(Point-based annotation listing)
>> Start
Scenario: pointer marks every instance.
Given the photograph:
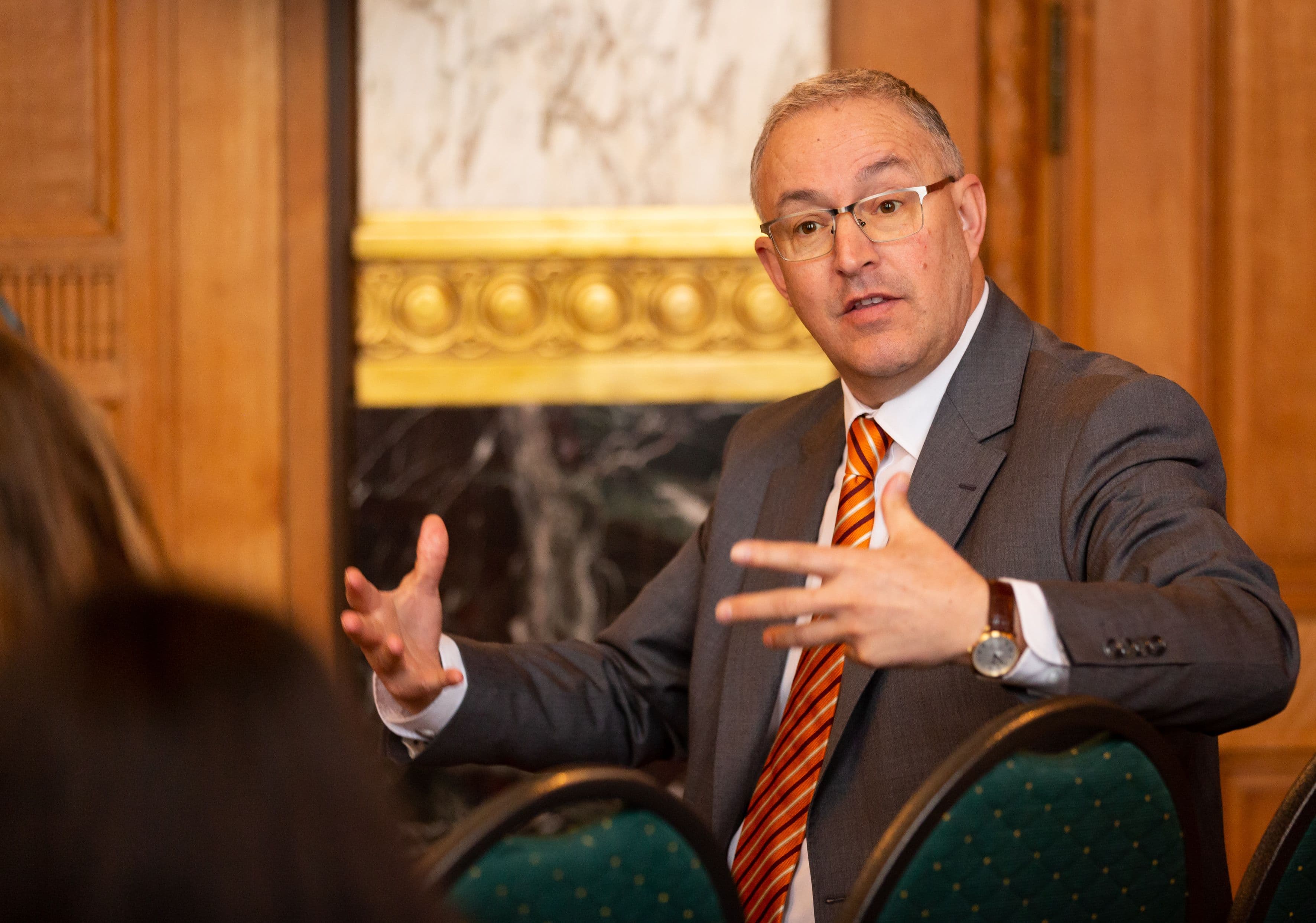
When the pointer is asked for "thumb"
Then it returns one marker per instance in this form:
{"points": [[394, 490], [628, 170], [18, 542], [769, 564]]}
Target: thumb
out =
>> End
GOAL: Swap "pointer" for "annotator" everywhere in the listing and write its lines out again with nothing else changed. Leave the pictures out of your answer.

RESPONSE FOR THIS EXERCISE:
Scenario: annotator marks every instance.
Given the photograph:
When the annotator is asked for "thumb"
Then it returns one marker per instance in this form:
{"points": [[394, 490], [628, 170], [18, 542], [769, 564]]}
Target: thumb
out =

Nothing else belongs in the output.